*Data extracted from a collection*
((
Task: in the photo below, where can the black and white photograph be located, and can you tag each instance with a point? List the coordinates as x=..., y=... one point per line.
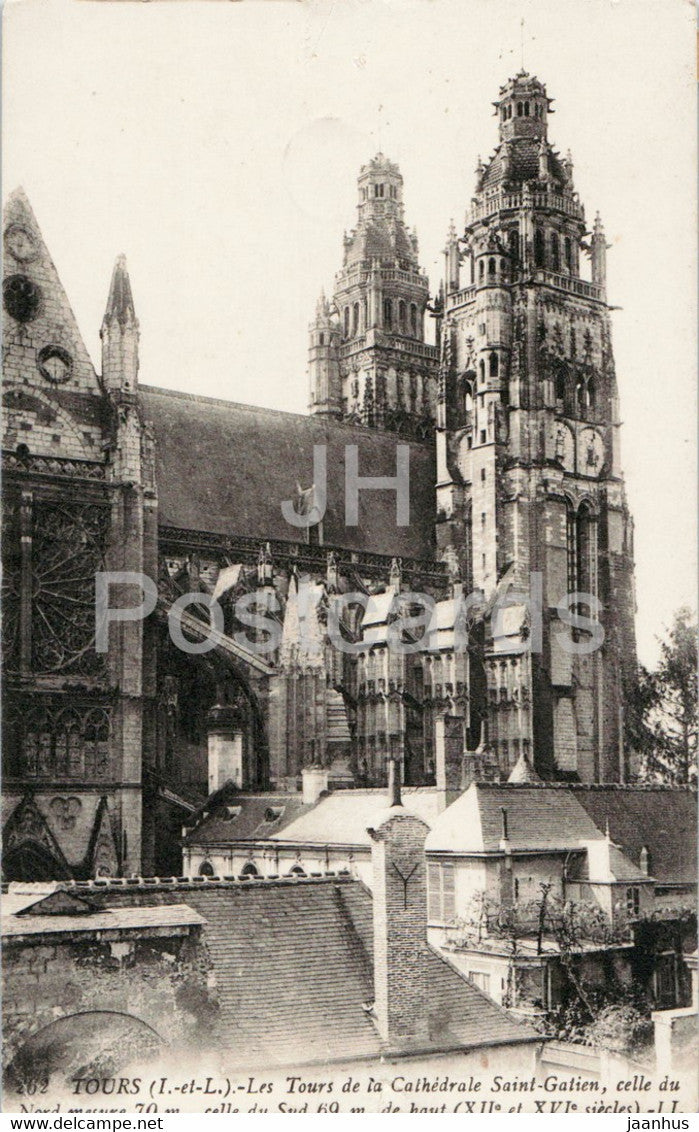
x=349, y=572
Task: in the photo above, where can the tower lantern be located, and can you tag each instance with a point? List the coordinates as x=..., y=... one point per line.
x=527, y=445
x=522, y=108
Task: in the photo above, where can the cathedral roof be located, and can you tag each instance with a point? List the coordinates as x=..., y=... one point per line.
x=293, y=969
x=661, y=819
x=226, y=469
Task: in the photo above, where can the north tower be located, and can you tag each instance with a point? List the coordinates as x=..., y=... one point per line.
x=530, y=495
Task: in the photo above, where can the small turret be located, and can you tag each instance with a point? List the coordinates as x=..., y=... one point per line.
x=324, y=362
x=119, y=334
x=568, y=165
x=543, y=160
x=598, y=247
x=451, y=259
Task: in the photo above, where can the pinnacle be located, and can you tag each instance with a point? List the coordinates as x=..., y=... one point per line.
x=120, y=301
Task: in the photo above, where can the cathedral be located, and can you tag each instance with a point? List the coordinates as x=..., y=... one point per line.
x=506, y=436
))
((
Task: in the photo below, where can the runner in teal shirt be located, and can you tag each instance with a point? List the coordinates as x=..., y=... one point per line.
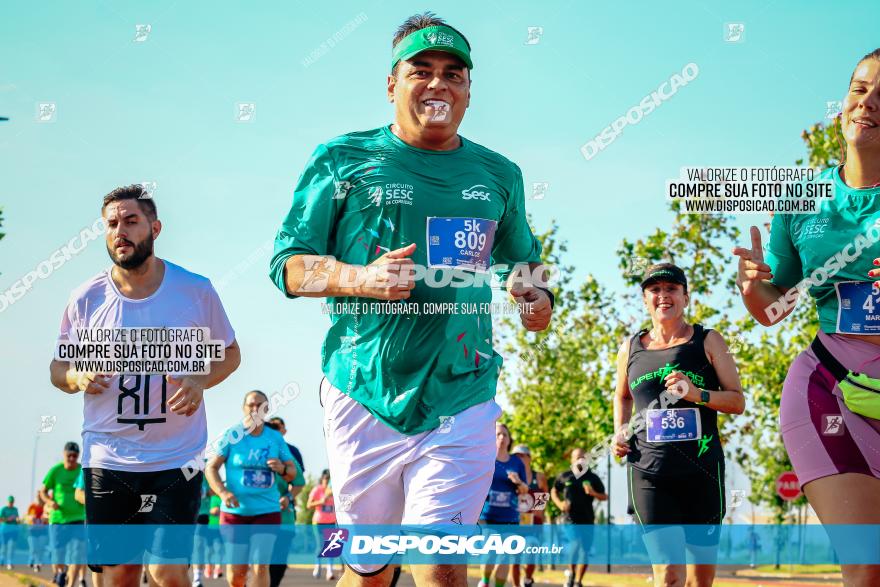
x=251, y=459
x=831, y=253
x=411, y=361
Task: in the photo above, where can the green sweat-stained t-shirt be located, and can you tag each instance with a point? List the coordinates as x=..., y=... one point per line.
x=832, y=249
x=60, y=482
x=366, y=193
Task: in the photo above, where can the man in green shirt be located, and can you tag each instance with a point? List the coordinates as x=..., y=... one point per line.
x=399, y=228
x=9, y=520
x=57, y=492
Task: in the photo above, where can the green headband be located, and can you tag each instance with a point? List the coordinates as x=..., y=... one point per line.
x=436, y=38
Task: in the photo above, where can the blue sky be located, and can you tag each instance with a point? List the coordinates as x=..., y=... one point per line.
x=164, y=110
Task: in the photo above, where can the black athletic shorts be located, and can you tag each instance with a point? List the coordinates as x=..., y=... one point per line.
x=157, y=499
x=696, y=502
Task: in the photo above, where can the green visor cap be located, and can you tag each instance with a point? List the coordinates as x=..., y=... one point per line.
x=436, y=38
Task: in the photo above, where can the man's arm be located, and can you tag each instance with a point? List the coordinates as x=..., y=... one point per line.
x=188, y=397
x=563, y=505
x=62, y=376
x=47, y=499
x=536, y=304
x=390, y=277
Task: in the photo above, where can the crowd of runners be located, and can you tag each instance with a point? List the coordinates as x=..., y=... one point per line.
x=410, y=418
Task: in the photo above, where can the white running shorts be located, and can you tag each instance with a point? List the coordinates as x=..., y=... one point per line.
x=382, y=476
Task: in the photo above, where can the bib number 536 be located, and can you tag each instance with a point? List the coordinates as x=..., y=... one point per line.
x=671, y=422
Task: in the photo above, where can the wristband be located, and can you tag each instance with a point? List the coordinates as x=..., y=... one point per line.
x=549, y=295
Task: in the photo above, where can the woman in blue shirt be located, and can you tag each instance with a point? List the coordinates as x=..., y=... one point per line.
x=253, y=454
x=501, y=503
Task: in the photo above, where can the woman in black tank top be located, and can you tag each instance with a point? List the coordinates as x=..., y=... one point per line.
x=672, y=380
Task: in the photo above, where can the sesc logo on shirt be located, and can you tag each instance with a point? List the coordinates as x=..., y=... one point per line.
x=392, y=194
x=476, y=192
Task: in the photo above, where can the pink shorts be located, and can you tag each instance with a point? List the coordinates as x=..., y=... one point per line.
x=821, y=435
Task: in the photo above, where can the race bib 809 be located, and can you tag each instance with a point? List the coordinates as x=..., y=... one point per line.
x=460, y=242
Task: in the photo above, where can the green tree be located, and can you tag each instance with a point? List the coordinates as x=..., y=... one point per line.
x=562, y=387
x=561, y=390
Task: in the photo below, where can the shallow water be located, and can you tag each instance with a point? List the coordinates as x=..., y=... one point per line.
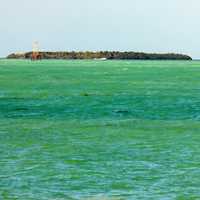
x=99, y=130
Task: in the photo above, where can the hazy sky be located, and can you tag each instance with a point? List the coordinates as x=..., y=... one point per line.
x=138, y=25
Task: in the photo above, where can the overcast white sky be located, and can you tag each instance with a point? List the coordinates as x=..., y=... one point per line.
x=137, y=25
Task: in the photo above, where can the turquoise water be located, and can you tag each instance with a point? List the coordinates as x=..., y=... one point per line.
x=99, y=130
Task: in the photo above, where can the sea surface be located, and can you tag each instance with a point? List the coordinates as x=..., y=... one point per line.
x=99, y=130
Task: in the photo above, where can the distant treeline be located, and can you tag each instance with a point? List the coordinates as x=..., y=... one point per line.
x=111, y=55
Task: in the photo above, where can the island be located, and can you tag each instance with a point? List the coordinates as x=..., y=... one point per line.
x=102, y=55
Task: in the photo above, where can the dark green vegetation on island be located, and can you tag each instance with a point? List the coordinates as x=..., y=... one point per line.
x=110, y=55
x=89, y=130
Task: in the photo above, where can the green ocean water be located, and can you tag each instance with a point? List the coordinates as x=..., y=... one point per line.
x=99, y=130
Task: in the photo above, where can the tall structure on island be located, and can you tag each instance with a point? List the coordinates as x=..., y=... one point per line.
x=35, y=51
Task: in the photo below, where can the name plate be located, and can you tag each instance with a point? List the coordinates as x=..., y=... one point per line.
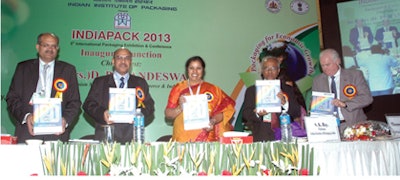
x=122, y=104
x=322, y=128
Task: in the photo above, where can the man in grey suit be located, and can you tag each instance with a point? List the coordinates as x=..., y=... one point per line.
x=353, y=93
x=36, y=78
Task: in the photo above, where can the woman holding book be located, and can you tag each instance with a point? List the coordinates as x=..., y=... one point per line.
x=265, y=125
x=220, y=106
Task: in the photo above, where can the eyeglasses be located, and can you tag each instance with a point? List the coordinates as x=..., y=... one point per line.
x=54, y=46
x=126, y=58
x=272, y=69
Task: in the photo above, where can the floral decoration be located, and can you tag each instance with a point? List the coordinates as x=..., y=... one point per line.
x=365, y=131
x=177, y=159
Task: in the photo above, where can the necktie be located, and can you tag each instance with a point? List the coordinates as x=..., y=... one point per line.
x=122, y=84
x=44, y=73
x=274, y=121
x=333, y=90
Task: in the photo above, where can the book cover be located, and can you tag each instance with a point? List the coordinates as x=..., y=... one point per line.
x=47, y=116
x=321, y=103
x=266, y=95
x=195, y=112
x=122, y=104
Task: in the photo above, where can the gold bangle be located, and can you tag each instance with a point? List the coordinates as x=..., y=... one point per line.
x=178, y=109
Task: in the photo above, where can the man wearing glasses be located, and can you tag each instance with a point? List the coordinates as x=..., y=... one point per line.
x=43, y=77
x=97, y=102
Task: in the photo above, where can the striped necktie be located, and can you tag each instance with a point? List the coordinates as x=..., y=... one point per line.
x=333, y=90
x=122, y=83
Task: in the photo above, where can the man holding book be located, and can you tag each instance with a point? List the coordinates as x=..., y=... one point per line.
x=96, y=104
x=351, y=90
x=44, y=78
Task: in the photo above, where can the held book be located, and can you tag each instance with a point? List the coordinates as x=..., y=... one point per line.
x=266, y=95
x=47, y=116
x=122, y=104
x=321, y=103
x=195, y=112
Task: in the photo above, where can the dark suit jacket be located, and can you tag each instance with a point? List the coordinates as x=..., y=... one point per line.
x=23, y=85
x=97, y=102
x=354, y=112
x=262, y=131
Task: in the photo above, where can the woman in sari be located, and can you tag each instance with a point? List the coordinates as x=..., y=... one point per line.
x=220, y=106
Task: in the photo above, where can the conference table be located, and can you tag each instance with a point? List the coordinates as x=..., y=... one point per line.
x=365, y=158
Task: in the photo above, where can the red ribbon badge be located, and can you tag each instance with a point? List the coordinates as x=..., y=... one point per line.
))
*SHORT PROBLEM*
Could you write out the listing again from the line with "Task: in the photo above, where can the pink" to the line with "x=138, y=25", both included, scaling every x and y coordinate of the marked points by 1.3 and rounding to whole numbers with halves going up? Copy all other text unchanged and leave the pictures out.

*OUTPUT FOR THIS TASK*
Task: in the photo above, where can the pink shorts be located, and can you tag each instance with a point? List the coordinates as x=..., y=... one point per line.
x=1067, y=566
Task: in the photo above, where can the race bib 809 be located, and can you tag each instance with a point? List the coordinates as x=..., y=... one point per line.
x=598, y=315
Task: in the photo above, where can the green tree be located, and can you tag each instance with a point? List the coordinates as x=..., y=... one point per line.
x=731, y=503
x=729, y=507
Task: in the photo below, where can the shallow water be located, and can you tag each instance with a point? List the coordinates as x=..., y=... one point per line.
x=129, y=169
Task: in the photo above, where can the hazy sky be located, and can you tag each instance with a point? List the coordinates as x=..., y=... one point per line.
x=179, y=33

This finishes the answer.